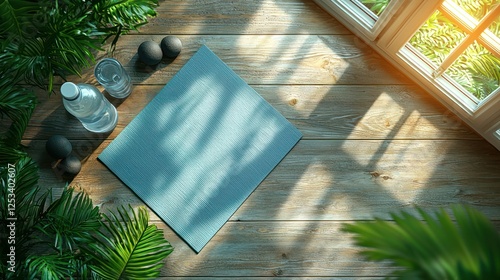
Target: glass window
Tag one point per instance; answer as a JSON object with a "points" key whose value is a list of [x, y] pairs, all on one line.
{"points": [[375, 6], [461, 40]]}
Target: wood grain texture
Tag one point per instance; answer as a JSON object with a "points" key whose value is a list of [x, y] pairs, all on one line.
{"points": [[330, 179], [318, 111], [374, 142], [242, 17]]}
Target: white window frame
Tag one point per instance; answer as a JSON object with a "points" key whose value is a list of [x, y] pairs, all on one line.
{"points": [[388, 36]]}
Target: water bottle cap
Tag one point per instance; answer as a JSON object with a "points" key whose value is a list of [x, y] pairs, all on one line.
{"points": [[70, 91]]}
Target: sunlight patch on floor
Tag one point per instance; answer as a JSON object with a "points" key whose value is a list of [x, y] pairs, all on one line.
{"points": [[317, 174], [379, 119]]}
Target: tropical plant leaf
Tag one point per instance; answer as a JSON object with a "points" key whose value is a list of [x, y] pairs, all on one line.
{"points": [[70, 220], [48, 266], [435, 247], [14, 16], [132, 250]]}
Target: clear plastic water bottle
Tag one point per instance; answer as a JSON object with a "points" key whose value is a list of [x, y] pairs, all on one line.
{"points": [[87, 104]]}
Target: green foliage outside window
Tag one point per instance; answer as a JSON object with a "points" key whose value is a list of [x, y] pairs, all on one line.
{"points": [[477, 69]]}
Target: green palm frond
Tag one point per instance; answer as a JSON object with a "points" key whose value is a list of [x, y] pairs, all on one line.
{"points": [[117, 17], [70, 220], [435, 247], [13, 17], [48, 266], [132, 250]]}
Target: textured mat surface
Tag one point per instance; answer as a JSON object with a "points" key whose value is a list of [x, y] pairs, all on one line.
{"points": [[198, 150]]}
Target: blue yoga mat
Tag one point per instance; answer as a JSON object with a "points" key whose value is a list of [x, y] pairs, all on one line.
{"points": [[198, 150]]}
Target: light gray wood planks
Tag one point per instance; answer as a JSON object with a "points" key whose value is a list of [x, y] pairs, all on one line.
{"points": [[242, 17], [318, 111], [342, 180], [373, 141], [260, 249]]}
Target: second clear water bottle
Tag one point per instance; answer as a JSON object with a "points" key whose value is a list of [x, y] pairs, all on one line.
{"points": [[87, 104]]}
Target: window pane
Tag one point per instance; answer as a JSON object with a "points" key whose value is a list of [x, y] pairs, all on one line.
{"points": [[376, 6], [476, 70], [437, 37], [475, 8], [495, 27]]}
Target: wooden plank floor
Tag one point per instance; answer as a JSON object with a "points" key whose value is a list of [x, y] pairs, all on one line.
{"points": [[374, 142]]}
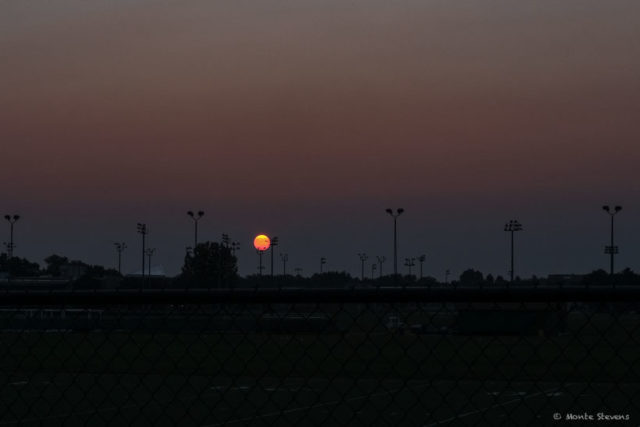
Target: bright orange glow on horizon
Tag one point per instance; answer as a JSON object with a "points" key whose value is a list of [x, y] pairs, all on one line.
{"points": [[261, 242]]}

* * * * *

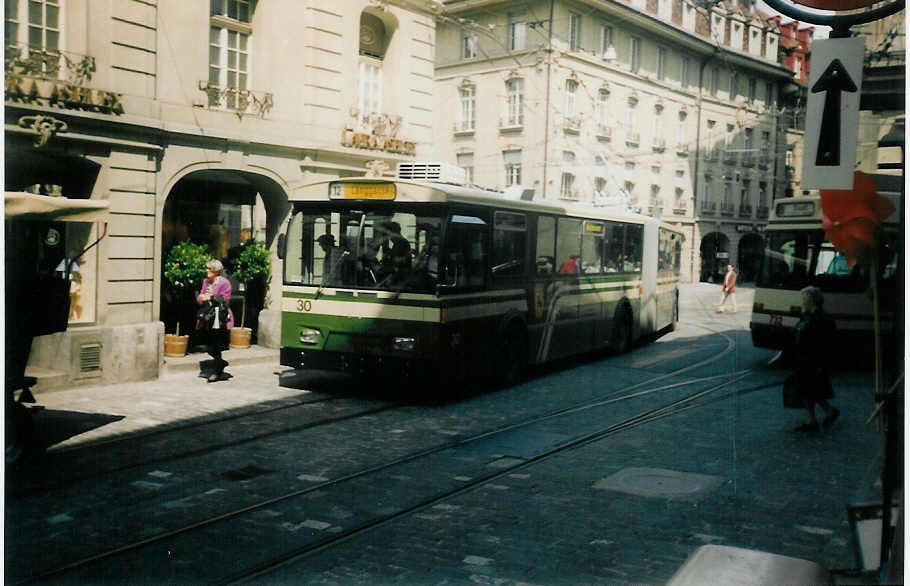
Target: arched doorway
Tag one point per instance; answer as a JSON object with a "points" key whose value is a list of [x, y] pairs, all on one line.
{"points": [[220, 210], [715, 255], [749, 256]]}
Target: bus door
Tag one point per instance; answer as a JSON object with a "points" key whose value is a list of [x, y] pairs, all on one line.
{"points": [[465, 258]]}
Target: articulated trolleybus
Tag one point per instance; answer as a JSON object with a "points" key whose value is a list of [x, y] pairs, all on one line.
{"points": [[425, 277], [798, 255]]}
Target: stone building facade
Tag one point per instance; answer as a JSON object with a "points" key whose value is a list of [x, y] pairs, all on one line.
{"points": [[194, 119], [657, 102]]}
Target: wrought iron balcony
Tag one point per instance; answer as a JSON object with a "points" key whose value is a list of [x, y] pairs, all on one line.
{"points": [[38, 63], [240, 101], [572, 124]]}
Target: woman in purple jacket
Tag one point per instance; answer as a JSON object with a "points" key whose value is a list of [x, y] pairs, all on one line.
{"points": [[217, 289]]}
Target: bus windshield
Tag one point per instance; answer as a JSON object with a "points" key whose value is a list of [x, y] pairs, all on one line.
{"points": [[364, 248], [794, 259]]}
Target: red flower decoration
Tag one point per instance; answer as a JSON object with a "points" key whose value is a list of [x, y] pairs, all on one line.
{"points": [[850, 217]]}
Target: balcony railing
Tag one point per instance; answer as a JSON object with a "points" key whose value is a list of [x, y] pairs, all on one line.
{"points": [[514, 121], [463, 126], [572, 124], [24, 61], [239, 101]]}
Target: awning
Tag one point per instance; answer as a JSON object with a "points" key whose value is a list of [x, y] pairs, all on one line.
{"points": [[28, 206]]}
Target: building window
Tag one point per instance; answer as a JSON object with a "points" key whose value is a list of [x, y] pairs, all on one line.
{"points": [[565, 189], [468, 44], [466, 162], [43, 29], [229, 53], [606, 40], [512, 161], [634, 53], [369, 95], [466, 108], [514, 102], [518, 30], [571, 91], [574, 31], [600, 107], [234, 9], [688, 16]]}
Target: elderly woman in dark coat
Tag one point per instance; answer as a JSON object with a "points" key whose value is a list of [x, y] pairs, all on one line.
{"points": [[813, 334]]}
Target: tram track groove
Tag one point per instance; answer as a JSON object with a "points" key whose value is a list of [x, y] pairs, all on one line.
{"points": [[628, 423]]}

* * * * *

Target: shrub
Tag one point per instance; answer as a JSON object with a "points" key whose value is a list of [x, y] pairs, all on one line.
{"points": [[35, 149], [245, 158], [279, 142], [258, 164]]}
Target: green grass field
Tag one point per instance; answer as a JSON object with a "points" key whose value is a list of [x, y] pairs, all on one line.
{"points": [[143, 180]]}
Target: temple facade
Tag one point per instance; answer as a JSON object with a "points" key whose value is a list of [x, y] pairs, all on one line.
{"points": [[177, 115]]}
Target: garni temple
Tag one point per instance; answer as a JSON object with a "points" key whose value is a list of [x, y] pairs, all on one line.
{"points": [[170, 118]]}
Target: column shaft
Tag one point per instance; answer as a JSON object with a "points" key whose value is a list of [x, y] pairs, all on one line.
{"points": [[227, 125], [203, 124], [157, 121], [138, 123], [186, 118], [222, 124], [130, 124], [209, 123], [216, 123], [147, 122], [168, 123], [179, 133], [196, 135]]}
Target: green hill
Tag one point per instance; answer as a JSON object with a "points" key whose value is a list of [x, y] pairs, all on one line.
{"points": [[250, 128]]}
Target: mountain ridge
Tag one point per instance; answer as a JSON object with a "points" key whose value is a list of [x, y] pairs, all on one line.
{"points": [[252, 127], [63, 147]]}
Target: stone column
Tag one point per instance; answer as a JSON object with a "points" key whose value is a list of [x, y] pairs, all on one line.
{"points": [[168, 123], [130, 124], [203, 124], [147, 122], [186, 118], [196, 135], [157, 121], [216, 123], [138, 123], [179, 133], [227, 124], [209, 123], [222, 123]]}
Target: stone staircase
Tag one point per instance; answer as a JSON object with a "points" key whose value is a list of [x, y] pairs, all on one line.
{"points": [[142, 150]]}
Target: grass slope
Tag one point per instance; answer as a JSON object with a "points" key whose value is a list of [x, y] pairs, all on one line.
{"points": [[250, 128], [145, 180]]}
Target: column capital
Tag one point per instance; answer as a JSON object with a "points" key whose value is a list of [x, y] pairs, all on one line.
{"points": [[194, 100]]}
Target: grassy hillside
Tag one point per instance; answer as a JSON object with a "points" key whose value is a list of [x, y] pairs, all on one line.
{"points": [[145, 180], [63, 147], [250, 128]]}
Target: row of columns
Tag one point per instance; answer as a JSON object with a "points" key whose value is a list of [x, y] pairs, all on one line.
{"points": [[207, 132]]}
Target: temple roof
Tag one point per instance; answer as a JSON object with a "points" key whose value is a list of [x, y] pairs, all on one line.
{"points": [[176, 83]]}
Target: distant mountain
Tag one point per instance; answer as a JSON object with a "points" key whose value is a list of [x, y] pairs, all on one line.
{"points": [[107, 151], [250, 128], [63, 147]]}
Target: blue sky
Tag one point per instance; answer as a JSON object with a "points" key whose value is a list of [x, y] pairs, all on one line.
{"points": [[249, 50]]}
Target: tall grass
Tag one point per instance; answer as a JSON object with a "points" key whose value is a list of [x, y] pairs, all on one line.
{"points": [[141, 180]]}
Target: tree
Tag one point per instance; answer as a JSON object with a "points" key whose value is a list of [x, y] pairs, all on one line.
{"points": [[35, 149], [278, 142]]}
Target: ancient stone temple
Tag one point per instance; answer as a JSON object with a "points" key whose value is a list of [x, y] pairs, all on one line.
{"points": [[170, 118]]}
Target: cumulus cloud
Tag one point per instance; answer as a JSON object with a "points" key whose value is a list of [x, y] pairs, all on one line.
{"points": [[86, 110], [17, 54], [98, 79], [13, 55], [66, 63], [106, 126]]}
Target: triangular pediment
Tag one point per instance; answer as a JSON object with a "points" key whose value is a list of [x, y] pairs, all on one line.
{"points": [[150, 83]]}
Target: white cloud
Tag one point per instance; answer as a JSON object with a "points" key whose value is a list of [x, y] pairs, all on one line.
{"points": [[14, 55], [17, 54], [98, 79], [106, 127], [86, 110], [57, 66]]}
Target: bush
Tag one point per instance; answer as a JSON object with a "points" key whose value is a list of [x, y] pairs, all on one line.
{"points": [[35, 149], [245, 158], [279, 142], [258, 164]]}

* * * * *

> Aim:
Identify each row above that contains the string "green" and copy those rows in full. Case counts.

> Expected answer:
Target: green foliage outside window
Target: green palm frond
Target: green grass field
Target: green hill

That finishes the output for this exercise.